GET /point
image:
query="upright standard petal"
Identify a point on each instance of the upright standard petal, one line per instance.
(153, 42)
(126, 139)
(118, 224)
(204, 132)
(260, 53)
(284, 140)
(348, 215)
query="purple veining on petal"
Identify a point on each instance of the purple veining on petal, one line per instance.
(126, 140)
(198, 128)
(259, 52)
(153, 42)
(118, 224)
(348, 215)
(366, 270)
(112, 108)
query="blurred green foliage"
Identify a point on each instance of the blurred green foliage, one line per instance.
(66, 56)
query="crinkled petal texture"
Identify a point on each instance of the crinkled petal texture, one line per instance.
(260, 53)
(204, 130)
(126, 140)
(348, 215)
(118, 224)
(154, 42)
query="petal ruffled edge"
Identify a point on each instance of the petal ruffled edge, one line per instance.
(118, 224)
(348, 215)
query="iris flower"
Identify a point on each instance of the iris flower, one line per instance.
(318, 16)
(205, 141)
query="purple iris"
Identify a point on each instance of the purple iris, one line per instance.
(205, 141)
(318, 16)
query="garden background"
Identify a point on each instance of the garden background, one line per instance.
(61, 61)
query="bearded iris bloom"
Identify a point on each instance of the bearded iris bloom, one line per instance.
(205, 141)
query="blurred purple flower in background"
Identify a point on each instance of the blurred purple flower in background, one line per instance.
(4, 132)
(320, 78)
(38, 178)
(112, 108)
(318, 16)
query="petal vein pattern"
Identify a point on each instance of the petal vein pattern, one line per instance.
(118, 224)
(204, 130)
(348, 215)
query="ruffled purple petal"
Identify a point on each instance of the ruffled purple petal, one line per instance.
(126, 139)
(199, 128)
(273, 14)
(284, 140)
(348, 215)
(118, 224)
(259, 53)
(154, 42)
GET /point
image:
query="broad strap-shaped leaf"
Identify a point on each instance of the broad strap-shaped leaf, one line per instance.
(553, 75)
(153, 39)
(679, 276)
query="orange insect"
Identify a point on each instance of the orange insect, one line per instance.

════

**PROBLEM TO SOLVE**
Restate each entry exactly, skipping none.

**CORRECT OUTPUT**
GET /point
image:
query="upright standard petal"
Identify a point on each instance of the upright standard petal, one line per instance.
(153, 42)
(126, 139)
(118, 224)
(204, 132)
(260, 53)
(284, 140)
(348, 215)
query="purple veining on petal"
Identify a point on each instance of the purple veining on petal, one line per instance.
(126, 140)
(198, 128)
(259, 52)
(153, 42)
(118, 224)
(348, 215)
(366, 270)
(112, 108)
query="blurred green foliage"
Identify a point on each instance of the blurred green foliage, one line per instance.
(66, 56)
query="crinkled petal texture"
Identify a point on each instance of the crinkled petal texture, one line per instance.
(260, 53)
(204, 130)
(126, 140)
(348, 215)
(118, 224)
(154, 42)
query="petal ruffled edge"
Identify a point on each instance of the petal ruffled edge, one line per instance.
(118, 224)
(348, 215)
query="iris flower"
Identify a point on each instance of the iris flower, one line per instance.
(318, 16)
(205, 141)
query="purple iris"
Identify a point on each instance of the purple iris, one line per instance.
(205, 141)
(318, 16)
query="garden background"
Identify a point on each instance of the garden background, one line per instance.
(61, 61)
query="bearded iris bloom"
Identify a point on each instance of the bearded iris bloom, one line per instance.
(205, 141)
query="blurred purple flower in background"
Identify a point on each instance of the blurred purple flower in background, one line per instance.
(4, 132)
(320, 78)
(38, 178)
(112, 108)
(318, 16)
query="petal vein pattern"
Identify a point on each instance of the petal vein pattern, one line per instance.
(118, 224)
(204, 130)
(348, 215)
query="ruffled purple petal"
Identify a point on each instance of the ruffled purple petal, one line per instance.
(126, 139)
(199, 128)
(273, 14)
(284, 140)
(348, 215)
(118, 224)
(259, 53)
(154, 42)
GET /point
image:
query="broad strap-shaped leaf"
Identify a point on each instance of the broad strap-shaped leaf, one line per instance.
(553, 75)
(153, 39)
(679, 276)
query="orange insect"
Identify a point on each instance of the orange insect, one line per instance.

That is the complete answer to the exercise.